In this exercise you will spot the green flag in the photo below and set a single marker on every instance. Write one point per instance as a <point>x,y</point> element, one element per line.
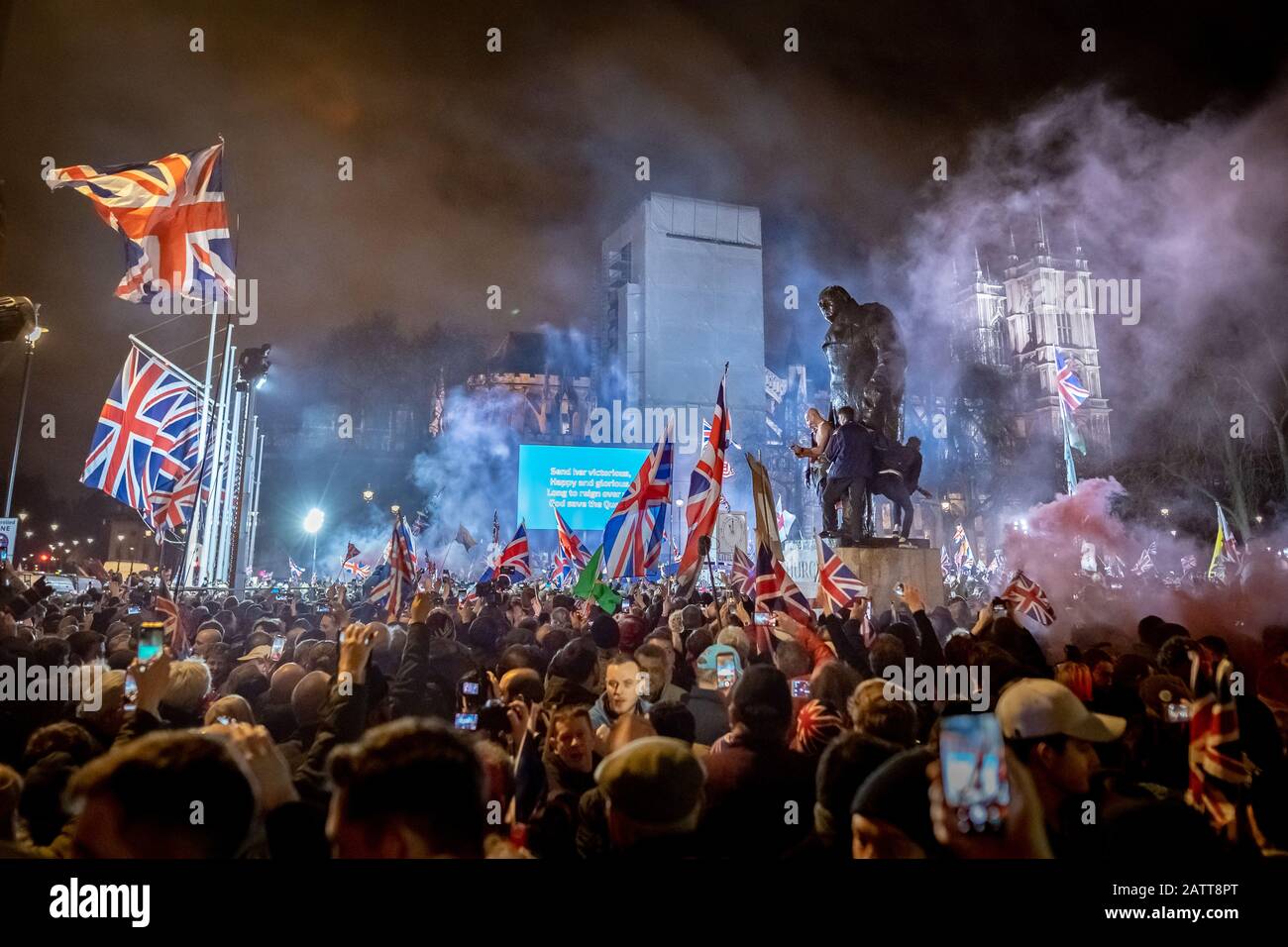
<point>590,586</point>
<point>589,575</point>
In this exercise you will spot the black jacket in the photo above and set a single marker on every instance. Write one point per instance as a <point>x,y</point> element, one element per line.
<point>850,451</point>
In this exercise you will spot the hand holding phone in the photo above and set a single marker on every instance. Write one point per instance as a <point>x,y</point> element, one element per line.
<point>973,759</point>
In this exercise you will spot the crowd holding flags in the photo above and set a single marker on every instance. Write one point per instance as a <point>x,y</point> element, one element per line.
<point>632,535</point>
<point>704,486</point>
<point>776,590</point>
<point>1219,767</point>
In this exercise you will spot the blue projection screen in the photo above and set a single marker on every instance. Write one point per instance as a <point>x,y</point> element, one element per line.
<point>584,482</point>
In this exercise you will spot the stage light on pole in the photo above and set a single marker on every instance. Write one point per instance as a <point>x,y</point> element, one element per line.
<point>312,523</point>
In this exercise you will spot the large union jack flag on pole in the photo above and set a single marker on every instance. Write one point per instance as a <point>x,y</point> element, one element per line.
<point>837,585</point>
<point>632,535</point>
<point>1068,385</point>
<point>147,440</point>
<point>743,573</point>
<point>704,486</point>
<point>399,583</point>
<point>570,547</point>
<point>1029,599</point>
<point>777,591</point>
<point>514,557</point>
<point>174,221</point>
####################
INSTRUCTIONS TO FOLLOW — Rewrite the entries from the line containing "In this exercise you will spot the black" through the line containing "<point>584,482</point>", keeping every request line unchanged, and add -120 to each coordinate in the answers.

RIGHT ANSWER —
In this exercise you will spot the black jacket in the photo above and set a single marker on every instance. Write one point per instance as a <point>x,y</point> element, one element per line.
<point>730,331</point>
In this exercise you will spot the hand holding phone in the photo above and set a single marker on every instance. Write one point per instance as a <point>x,y</point> element, one element per line.
<point>853,639</point>
In this exercise you will spot the crowd holding flags in the photo above and set a single marker on every instance. Write one point per instance as a <point>x,y</point> element, one element per line.
<point>512,415</point>
<point>584,366</point>
<point>656,470</point>
<point>1099,647</point>
In this exercise you will spot the blue projection screen in the photo above and set a single marker on every instance. Write one point per instance as a <point>x,y</point> element, one element per line.
<point>464,362</point>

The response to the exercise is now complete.